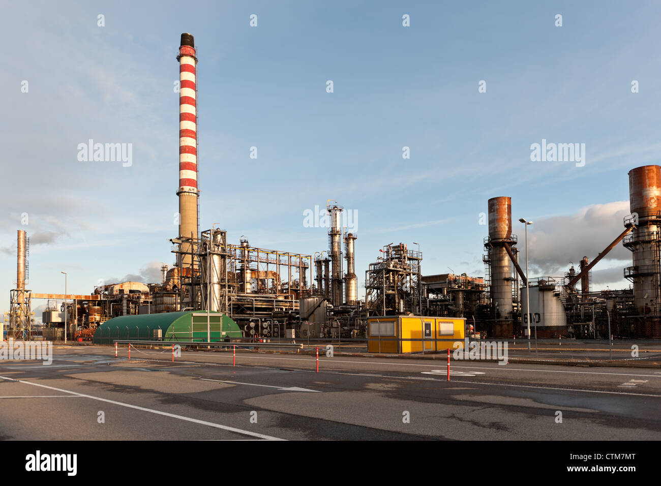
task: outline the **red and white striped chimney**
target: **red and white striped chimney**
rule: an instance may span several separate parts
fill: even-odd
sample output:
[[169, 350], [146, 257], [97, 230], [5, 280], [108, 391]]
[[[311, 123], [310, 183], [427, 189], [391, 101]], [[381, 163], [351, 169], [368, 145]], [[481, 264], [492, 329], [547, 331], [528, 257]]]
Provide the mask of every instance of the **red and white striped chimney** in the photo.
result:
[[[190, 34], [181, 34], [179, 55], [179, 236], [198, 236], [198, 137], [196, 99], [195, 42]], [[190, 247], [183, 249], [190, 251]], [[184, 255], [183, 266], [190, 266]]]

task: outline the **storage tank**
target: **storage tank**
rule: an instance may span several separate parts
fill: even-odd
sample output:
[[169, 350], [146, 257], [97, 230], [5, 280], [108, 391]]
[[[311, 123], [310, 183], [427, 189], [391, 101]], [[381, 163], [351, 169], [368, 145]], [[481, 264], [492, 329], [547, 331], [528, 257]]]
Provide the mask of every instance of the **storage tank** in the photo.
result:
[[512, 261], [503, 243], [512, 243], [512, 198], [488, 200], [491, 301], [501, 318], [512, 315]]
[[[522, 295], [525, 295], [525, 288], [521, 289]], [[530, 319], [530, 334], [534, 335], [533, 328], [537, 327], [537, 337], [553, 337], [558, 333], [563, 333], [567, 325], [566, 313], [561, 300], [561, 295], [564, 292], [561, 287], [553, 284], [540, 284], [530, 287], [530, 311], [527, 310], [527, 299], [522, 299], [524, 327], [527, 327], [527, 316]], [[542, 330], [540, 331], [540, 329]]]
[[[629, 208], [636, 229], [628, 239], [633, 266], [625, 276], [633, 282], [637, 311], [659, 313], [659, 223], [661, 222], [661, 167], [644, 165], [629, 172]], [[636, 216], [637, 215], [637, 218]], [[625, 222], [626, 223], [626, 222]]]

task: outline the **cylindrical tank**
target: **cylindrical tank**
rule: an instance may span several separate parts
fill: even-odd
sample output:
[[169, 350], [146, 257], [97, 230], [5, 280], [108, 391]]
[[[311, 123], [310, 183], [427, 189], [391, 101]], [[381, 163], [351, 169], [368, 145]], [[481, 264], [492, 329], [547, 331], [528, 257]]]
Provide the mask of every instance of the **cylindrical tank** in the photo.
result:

★ ★ ★ ★

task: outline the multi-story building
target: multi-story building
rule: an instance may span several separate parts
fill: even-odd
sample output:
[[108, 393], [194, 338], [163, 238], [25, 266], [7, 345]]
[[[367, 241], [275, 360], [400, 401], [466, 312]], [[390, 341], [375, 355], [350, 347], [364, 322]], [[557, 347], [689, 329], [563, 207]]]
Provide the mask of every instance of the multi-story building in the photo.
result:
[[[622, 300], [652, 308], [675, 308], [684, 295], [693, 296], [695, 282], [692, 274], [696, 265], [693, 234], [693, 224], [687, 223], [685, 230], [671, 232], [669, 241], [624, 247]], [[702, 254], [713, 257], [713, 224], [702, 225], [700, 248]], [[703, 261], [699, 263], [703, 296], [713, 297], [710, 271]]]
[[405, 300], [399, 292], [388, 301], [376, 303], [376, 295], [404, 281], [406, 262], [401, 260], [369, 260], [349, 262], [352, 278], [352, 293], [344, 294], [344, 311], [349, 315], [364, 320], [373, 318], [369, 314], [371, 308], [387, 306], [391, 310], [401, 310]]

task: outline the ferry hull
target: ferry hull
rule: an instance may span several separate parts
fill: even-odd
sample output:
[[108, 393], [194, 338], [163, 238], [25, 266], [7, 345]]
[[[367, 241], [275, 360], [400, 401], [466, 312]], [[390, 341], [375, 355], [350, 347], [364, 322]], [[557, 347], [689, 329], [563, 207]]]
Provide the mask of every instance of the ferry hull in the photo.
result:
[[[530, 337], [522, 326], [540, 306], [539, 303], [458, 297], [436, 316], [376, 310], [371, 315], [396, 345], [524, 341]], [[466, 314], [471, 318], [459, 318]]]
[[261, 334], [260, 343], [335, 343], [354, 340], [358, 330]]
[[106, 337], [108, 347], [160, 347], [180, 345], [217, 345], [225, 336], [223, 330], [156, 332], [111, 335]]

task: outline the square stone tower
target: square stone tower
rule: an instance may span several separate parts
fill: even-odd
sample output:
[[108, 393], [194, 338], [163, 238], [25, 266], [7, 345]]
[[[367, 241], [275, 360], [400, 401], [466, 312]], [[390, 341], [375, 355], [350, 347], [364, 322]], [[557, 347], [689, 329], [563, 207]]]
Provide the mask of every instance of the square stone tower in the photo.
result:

★ ★ ★ ★

### Instruction
Copy out the lines from the one containing "task: outline the **storage tank**" through the one containing "331], [540, 329]]]", both included, without changing anything.

### Answer to this problem
task: outline the **storage tank**
target: **storage tank**
rule: an instance may span several separate parts
fill: even-odd
sample output:
[[169, 350], [146, 257], [97, 230], [5, 280], [108, 391]]
[[[311, 123], [310, 183], [427, 189], [391, 101]], [[381, 163], [351, 169], [368, 145]], [[481, 264], [492, 329], [547, 331], [528, 257]]]
Provide the mask of every instance of the **storage tank** in the photo.
result:
[[512, 261], [503, 243], [512, 243], [512, 198], [488, 200], [491, 301], [501, 318], [512, 315]]
[[[522, 295], [525, 295], [525, 288], [521, 289]], [[530, 319], [530, 334], [534, 335], [533, 328], [537, 327], [537, 337], [553, 337], [558, 333], [563, 333], [567, 325], [566, 313], [561, 300], [561, 295], [564, 292], [561, 287], [553, 284], [540, 284], [530, 287], [530, 311], [527, 310], [527, 299], [522, 299], [524, 327], [527, 327], [527, 316]], [[542, 330], [540, 331], [540, 329]]]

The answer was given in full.